*** Provided records ***
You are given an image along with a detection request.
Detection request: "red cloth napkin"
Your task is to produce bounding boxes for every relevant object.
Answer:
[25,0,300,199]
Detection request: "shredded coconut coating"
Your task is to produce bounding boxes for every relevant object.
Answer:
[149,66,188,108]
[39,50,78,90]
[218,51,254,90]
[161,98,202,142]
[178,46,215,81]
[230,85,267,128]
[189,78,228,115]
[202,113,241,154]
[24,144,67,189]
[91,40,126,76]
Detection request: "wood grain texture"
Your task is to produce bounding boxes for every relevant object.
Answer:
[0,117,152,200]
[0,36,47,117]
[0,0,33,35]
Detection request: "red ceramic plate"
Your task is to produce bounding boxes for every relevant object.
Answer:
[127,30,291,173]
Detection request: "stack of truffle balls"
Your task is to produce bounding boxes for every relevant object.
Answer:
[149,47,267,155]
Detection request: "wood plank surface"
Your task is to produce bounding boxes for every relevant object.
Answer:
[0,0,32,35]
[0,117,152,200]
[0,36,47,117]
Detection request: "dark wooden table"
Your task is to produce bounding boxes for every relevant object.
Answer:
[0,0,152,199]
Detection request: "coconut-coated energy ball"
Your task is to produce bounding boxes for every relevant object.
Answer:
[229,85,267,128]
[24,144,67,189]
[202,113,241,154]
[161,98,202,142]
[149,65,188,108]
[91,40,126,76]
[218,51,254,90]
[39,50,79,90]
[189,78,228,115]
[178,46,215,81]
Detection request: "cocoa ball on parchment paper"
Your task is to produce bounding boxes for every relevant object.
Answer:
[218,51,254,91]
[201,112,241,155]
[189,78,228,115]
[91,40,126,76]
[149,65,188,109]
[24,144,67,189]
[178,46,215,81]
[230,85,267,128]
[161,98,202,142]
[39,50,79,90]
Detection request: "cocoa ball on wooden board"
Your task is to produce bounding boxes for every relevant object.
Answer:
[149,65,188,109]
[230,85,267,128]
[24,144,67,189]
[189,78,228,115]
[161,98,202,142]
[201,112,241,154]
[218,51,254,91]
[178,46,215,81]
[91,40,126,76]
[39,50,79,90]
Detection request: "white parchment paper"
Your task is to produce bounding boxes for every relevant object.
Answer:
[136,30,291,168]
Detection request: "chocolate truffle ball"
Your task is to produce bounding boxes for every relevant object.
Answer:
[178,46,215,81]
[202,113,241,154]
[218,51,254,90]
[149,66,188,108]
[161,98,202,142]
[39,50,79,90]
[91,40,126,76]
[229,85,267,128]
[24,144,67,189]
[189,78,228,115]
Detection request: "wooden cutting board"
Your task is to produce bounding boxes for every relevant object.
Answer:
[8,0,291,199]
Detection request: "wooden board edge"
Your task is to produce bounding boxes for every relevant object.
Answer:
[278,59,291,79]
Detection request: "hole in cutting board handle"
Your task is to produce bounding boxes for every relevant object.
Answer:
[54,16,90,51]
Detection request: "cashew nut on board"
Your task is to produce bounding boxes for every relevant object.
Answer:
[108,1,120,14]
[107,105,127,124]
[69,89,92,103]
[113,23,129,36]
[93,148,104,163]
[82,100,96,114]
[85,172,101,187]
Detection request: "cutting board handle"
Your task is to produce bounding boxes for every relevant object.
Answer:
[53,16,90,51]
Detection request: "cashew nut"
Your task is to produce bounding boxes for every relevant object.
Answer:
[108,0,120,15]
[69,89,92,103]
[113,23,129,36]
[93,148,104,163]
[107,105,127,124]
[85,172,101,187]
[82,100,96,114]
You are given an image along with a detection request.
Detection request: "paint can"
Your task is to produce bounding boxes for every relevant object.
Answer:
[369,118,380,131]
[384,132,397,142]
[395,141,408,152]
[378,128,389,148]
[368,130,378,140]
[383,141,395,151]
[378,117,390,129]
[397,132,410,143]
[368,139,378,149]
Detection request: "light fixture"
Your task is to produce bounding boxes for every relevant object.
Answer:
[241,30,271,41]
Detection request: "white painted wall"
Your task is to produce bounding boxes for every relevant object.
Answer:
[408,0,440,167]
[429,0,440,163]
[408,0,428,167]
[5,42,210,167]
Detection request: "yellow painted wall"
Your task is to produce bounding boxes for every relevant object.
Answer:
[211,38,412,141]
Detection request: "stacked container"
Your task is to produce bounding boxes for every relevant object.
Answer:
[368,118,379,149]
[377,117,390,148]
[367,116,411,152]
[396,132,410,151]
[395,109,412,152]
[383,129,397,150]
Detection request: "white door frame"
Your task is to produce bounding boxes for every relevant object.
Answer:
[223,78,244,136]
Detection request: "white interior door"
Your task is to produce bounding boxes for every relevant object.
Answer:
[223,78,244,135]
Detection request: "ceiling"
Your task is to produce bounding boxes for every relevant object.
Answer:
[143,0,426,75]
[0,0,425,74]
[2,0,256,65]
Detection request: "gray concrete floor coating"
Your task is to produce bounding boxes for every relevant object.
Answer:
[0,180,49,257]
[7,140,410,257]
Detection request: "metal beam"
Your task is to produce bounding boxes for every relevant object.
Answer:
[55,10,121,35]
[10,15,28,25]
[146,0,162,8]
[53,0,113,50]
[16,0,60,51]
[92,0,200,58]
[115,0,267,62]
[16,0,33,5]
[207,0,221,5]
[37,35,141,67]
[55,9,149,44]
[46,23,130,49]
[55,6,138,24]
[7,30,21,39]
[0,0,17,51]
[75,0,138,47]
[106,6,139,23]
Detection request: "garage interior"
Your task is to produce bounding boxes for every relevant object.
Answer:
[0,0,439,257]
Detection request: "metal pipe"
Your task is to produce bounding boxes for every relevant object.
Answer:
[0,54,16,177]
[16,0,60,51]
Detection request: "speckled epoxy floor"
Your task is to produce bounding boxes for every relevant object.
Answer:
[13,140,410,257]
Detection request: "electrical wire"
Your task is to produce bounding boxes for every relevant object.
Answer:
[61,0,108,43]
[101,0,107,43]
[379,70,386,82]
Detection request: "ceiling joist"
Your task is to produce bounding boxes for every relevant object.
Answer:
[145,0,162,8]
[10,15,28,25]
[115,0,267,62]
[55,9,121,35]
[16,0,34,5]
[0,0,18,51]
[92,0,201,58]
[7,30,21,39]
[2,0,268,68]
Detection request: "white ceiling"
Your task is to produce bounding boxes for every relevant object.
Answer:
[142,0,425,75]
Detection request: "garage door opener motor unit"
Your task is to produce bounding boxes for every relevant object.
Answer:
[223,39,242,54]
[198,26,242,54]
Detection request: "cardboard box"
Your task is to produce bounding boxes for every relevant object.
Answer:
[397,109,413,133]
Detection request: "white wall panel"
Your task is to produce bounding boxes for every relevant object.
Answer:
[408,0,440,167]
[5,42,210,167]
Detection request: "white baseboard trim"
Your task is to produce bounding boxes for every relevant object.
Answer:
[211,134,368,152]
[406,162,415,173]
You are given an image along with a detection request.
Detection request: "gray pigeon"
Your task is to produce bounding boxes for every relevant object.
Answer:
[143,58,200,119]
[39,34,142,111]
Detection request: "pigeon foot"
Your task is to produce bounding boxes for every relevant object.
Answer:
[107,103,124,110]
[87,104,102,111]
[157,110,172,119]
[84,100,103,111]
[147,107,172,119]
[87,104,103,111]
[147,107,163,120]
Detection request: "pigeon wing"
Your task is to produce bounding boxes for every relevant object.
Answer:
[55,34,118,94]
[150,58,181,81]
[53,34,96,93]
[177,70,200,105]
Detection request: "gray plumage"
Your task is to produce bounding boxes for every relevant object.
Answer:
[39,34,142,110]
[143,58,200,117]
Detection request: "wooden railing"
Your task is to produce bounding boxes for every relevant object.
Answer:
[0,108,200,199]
*** End of Provided records ***
Print the records again in full, exactly as they appear above.

You are given an image along with a detection request.
Detection request: "red cloth napkin"
Your task is to produce bounding boxes for every relevant object.
Answer:
[25,0,300,199]
Detection request: "shredded coconut coating"
Your task is to produce bounding boxes for every relevant object.
Answer:
[149,66,188,108]
[39,50,78,90]
[218,51,254,90]
[161,98,202,142]
[178,46,215,81]
[230,85,267,128]
[189,78,228,115]
[202,113,241,154]
[24,144,67,189]
[91,40,126,76]
Detection request: "wood grain texture"
Your task is to produce bounding boxes for every relevant object.
Answer:
[0,117,152,200]
[0,36,47,117]
[0,0,33,35]
Detection request: "red ceramic plate"
Your task is to produce bounding boxes for every relevant object.
Answer:
[127,30,291,173]
Detection request: "stack of truffle balls"
Your task is to produce bounding boxes for every relevant object.
Answer:
[149,47,267,155]
Detection request: "wood plank surface"
Your task is to produce bounding boxes for every relevant object.
Answer:
[0,0,32,35]
[0,117,152,200]
[0,36,47,117]
Detection request: "dark wooden table"
Your task is to produce bounding boxes for every relevant object.
Answer:
[0,0,152,199]
Detection request: "coconut-coated energy ball"
Your task is to produce bounding boxes for every relevant object.
Answer:
[229,85,267,128]
[24,144,67,189]
[202,113,241,154]
[161,98,202,142]
[149,65,188,108]
[91,40,126,76]
[218,51,254,90]
[39,50,79,90]
[189,78,228,115]
[178,46,215,81]
Detection request: "cocoa ball on parchment paper"
Your task is to produce bounding boxes for every relevant object.
Answer:
[218,51,254,91]
[201,112,241,155]
[189,78,228,115]
[91,40,126,76]
[149,65,188,109]
[24,144,67,189]
[178,46,215,81]
[230,85,267,128]
[161,98,202,142]
[39,50,79,90]
Detection request: "cocoa ball on wooden board"
Your task is to produce bounding boxes for every relevant object.
Answer:
[149,65,188,109]
[230,85,267,128]
[24,144,67,189]
[189,78,228,115]
[161,98,202,142]
[201,112,241,154]
[218,51,254,91]
[178,46,215,81]
[91,40,126,76]
[39,50,79,90]
Detection request: "white parchment paper"
Your task is to produce bounding boxes for every relevant object.
Answer:
[136,30,291,168]
Detection request: "chocolate truffle ball"
Your task is to produce bounding boxes for every relevant object.
Answer:
[178,46,215,81]
[202,113,241,154]
[218,51,254,90]
[149,66,188,108]
[161,98,202,142]
[39,50,79,90]
[91,40,126,76]
[229,85,267,128]
[24,144,67,189]
[189,78,228,115]
Detection request: "wooden cutting board"
Your task is to produce bounding boxes for every relevant object.
Answer:
[8,0,291,199]
Detection request: "wooden board edge"
Your task is to produce bounding boxes for every relevant object.
Answer:
[278,59,291,79]
Detection request: "hole in cutting board handle"
Your task is to produce bounding boxes for every relevant object.
Answer:
[54,16,90,51]
Detection request: "cashew nut on board"
Your task is to produce bounding boxes for every relevant object.
Answer:
[108,1,120,14]
[107,105,127,124]
[69,89,92,103]
[113,23,129,36]
[93,148,104,163]
[82,100,96,114]
[85,172,101,187]
Detection request: "cutting board handle"
Your task is to produce bounding boxes for every relevant object.
Answer:
[53,16,90,51]
Detection request: "cashew nut"
Your task is to produce bounding boxes for every relevant object.
Answer:
[108,0,120,15]
[69,89,92,103]
[113,23,129,36]
[93,148,104,163]
[107,105,127,124]
[85,172,101,187]
[82,100,96,114]
You are given an image along with a detection request.
Detection request: "paint can"
Your task is to produce bounding boxes for every relevant object.
Answer:
[369,118,380,131]
[384,132,397,142]
[395,141,408,152]
[378,128,389,148]
[368,130,378,140]
[383,141,395,151]
[378,117,390,129]
[397,132,410,143]
[368,139,378,149]
Detection request: "light fixture"
Your task is to produce bounding boxes for every relevant object.
Answer:
[241,30,271,41]
Detection request: "white painted wall"
Your task is to produce bounding boxes for every relevant object.
Answer:
[408,0,440,167]
[429,0,440,163]
[408,0,428,167]
[5,42,210,167]
Detection request: "yellow painted wall"
Your task is to produce bounding boxes for every relevant object.
Answer:
[211,38,412,141]
Detection request: "stacked container"
Your task is to produce bounding boxes for every relevant object.
Answer:
[368,118,379,149]
[377,117,390,148]
[367,116,411,152]
[396,132,410,151]
[395,109,412,152]
[383,129,397,150]
Detection request: "white door frame"
Your task is to produce bounding boxes for every relevant object.
Answer:
[223,78,244,136]
Detection request: "white interior door"
Your task is to produce bounding boxes for every relevant object.
Answer:
[223,78,244,135]
Detection request: "ceiling"
Your task is to produce bounding boxes for every relevant object.
Answer:
[143,0,426,75]
[0,0,425,74]
[2,0,256,65]
Detection request: "gray concrete floor coating"
Your task is to produce bounding boxes for every relevant object.
Answer:
[0,180,49,257]
[7,140,410,257]
Detection request: "metal beam"
Your task is to produce bounding boxes for every relevant object.
Answer:
[55,10,121,35]
[10,15,28,25]
[146,0,162,8]
[53,0,113,50]
[16,0,60,51]
[92,0,200,58]
[115,0,267,62]
[16,0,33,5]
[207,0,221,5]
[37,35,141,67]
[55,9,149,44]
[46,23,130,49]
[55,6,138,24]
[7,30,21,39]
[0,0,17,51]
[75,0,138,47]
[106,6,139,23]
Detection request: "garage interior"
Your task is to produce bounding boxes for every relevant object.
Answer:
[0,0,439,257]
Detection request: "metal pipe"
Your task is to produce bounding boxes for every relevant object.
Answer:
[0,54,16,177]
[16,0,60,51]
Detection request: "speckled epoxy floor"
Your task is to produce bounding boxes for every relevant object.
Answer:
[13,140,410,257]
Detection request: "electrical wire"
Your task is to produce bounding boxes for every relevant object.
Answer:
[61,0,108,43]
[101,0,107,43]
[379,70,386,82]
Detection request: "ceiling joist"
Your task is to produce bounding boxes for every relevant object.
Answer:
[145,0,162,8]
[10,15,28,25]
[115,0,267,62]
[55,9,121,35]
[16,0,34,5]
[0,0,18,51]
[92,0,201,58]
[7,30,21,39]
[2,0,268,68]
Detection request: "white ceiling"
Your task is to produce bounding boxes for every relevant object.
Answer:
[142,0,425,75]
Detection request: "garage door opener motor unit"
Your task is to produce bounding boxes for every relevant object.
Answer:
[223,39,242,54]
[198,26,242,54]
Detection request: "cardboard box"
Your task is to produce bounding boxes for every relevant object.
Answer:
[397,109,413,133]
Detection request: "white wall panel"
Your task is to produce bounding boxes for every relevant object.
Answer:
[408,0,440,167]
[5,42,210,167]
Detection request: "white baseboard trim"
Your task is to produce bounding boxes for every relevant object.
Answer:
[211,134,368,152]
[406,162,415,173]
You are given an image along with a detection request.
Detection request: "gray pigeon"
Your task is to produce bounding boxes for every relevant object.
Answer:
[143,58,200,119]
[39,34,142,111]
Detection request: "pigeon foot"
Your task is to produce bounding boxes for every relevant object.
Answer:
[107,103,124,110]
[87,104,102,111]
[157,110,172,119]
[84,100,103,111]
[147,107,172,119]
[87,104,103,111]
[147,107,163,120]
Detection request: "pigeon wing"
Your task is to produce bounding boxes for every relevant object.
Answer:
[55,34,118,94]
[150,58,181,81]
[53,34,96,93]
[177,70,200,105]
Detection request: "gray plumage"
Your task is to produce bounding boxes for every relevant object.
Answer:
[39,34,142,110]
[143,58,200,117]
Detection request: "wooden railing"
Your task is to produce bounding boxes for every relevant object.
Answer:
[0,108,200,199]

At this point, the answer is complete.